WHAT TO DO
**1.** For the mailing-list text, say whether each statement agrees with it, answering yes or no and quoting the deciding words exactly. (a) Using git-repack -a -f with the patch yields a pack larger than without it. (b) The link to the toplevel project would probably be named "prior". (c) A subsequent git-repack -a brings the pack size down to the expected size.
**2.** Retype the mailing-list text from "To: Junio C" to "got everything right.".

[begin DOCUMENT PASSAGE]

As far as I understand, for subproject commit "bind" link (and perhaps the
keyword/name "link" or "ref" would be better than "related") point to other
subprojects commits (trees), while the Sam's "prior (3)" example link would
point to the toplevel project (gathering all subprojects) commit, and it
would probably be named/noted "toplevel", not "prior".

Am I correct?

-- 
Jakub Narebski
Warsaw, Poland

^ permalink raw reply

* [PATCH/RFC] reverse the pack-objects delta window logic
From: Nicolas Pitre @ 2006-04-26  3:37 UTC (permalink / raw)
  To: Junio C Hamano; +Cc: git

This allows for keeping a single delta index constant while delta 
targets are tested against the same base object.

Signed-off-by: Nicolas Pitre <nico@cam.org>

---

Note, this is a RFC particularly to Junio since the resulting pack is 
larger than without the patch with git-repack -a -f.  However using a 
subsequent git-repack -a brings the pack size down to expected size.  So 
I'm not sure I've got everything right.

diff --git a/pack-objects.c b/pack-objects.c
index c0acc46..33027a8 100644
--- a/pack-objects.c
+++ b/pack-objects.c
@@ -19,19 +19,17 @@ struct object_entry {
 	unsigned long offset;	/* offset into the final pack file;
 				 * nonzero if already written.

[end DOCUMENT PASSAGE]
[begin SOURCE EXCERPT]

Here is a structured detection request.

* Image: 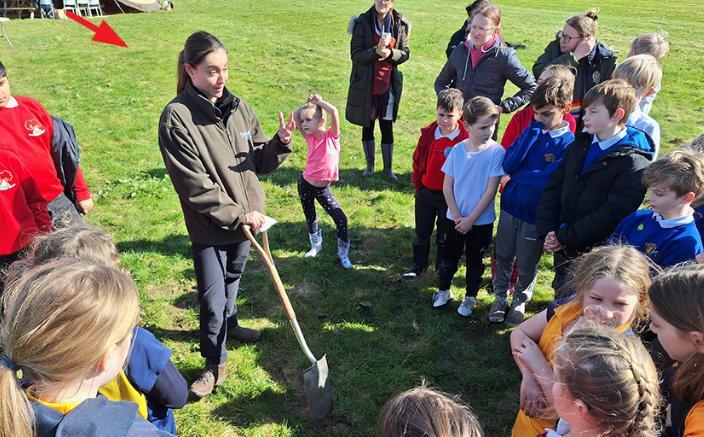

[end SOURCE EXCERPT]

RESPONSES PER TASK
**1.**
(a) Yes: 'the resulting pack is larger than without the patch with git-repack -a -f'
(b) No: 'would probably be named/noted "toplevel", not "prior"'
(c) Yes: 'using a subsequent git-repack -a brings the pack size down to expected size'

**2.**
To: Junio C Hamano; +Cc: git

This allows for keeping a single delta index constant while delta 
targets are tested against the same base object.

Signed-off-by: Nicolas Pitre <nico@cam.org>

---

Note, this is a RFC particularly to Junio since the resulting pack is 
larger than without the patch with git-repack -a -f.  However using a 
subsequent git-repack -a brings the pack size down to expected size.  So 
I'm not sure I've got everything right.